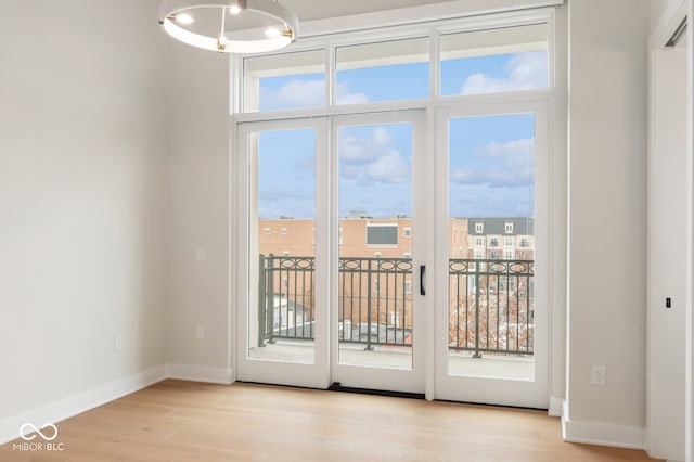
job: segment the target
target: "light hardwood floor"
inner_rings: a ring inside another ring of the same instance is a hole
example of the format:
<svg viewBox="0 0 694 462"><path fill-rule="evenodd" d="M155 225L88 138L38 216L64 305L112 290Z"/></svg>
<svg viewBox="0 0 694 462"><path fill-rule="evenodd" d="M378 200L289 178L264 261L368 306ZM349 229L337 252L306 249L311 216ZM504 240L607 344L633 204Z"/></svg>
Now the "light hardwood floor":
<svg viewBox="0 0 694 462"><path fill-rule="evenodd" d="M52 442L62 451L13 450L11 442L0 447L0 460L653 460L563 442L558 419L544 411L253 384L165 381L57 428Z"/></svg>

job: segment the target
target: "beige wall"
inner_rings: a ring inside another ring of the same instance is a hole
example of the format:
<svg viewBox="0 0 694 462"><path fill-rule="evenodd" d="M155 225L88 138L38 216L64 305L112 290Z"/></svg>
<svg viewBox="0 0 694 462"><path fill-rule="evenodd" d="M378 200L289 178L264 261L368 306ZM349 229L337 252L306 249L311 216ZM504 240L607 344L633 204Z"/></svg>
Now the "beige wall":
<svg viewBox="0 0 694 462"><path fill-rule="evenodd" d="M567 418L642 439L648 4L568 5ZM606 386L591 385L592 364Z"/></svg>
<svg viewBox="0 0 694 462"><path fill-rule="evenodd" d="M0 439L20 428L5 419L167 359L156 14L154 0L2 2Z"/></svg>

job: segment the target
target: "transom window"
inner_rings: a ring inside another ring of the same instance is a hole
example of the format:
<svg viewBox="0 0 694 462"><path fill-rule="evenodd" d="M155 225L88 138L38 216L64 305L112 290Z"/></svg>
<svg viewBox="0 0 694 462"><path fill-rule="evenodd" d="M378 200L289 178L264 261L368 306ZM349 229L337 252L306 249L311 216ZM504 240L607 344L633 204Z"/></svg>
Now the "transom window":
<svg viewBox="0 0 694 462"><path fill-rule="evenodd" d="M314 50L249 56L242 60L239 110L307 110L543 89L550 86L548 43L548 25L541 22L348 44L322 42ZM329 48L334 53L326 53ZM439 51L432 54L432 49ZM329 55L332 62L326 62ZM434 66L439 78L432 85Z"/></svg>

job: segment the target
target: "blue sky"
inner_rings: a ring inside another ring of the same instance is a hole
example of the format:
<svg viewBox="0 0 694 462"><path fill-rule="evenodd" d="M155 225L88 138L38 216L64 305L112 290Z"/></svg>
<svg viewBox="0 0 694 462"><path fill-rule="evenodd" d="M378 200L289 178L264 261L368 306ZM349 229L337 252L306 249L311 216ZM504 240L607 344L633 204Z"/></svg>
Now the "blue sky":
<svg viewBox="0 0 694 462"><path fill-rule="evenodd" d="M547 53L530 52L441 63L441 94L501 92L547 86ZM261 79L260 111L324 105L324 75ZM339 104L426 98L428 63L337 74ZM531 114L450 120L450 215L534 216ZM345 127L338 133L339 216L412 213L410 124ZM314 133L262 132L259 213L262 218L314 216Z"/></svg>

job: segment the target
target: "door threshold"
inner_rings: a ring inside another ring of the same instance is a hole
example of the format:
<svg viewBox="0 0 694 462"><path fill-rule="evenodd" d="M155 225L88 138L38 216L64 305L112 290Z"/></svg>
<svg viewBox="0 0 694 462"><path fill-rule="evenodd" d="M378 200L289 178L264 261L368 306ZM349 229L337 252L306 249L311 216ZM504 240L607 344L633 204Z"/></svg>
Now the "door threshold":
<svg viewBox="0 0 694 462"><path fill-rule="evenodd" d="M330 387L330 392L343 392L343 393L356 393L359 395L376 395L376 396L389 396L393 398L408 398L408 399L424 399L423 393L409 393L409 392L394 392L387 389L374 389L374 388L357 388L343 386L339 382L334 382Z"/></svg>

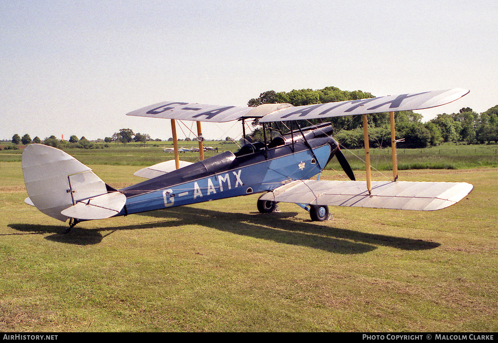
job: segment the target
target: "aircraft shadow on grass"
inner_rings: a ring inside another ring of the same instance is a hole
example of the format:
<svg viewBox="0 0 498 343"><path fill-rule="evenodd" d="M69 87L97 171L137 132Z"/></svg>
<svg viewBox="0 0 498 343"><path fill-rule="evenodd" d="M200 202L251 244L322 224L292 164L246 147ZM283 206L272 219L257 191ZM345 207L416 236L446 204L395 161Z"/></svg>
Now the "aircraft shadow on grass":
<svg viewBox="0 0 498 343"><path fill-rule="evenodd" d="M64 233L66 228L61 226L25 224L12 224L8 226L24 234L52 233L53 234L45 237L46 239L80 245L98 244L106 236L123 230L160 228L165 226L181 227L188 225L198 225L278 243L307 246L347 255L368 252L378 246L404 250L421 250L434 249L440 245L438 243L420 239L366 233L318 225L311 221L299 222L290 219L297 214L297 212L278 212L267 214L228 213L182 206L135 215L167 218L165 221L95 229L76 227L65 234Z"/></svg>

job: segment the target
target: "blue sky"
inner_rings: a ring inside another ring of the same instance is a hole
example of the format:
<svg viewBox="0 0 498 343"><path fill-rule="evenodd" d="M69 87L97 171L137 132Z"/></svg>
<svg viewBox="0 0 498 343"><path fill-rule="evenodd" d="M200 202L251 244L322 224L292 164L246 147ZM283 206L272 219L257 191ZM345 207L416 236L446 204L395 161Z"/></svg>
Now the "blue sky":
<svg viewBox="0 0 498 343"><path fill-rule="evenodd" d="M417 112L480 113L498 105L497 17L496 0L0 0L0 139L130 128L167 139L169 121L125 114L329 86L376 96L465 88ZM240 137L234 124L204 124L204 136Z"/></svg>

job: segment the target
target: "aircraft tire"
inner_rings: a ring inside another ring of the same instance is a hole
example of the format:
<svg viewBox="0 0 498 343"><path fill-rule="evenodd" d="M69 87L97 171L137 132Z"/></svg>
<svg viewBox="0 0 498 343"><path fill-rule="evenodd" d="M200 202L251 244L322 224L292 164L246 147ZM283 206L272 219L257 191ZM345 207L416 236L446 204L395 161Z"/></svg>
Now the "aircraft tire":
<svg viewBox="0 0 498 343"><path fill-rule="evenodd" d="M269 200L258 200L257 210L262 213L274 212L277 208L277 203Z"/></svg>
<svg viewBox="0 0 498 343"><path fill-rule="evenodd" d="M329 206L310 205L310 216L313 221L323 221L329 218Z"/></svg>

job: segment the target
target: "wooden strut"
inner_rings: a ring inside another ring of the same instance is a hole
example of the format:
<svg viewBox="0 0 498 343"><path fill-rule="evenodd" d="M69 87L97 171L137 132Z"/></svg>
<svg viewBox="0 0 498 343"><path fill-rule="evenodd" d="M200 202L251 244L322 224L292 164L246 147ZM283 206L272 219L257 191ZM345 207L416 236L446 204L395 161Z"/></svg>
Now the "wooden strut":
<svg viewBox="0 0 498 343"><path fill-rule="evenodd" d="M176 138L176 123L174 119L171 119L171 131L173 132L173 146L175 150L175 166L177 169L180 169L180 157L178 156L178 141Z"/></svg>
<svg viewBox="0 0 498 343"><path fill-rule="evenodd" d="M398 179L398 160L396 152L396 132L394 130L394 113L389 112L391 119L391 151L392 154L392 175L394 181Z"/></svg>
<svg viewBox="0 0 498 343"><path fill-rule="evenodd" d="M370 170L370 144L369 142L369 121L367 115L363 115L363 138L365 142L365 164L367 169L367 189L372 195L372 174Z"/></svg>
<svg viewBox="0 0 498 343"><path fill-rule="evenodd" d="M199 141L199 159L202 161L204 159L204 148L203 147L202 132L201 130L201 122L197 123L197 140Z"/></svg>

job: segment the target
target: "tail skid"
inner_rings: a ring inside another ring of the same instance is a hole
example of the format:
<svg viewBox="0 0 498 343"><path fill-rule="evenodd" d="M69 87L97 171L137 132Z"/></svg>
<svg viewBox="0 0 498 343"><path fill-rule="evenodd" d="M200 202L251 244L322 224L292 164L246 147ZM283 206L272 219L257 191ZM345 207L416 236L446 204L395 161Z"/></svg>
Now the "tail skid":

[Exercise task]
Locate each line of the listing that contains the string "tire", treating uppercase and lowercase as different, and copy those lines.

[Solution to the problem]
target: "aircraft tire"
Now the "aircraft tire":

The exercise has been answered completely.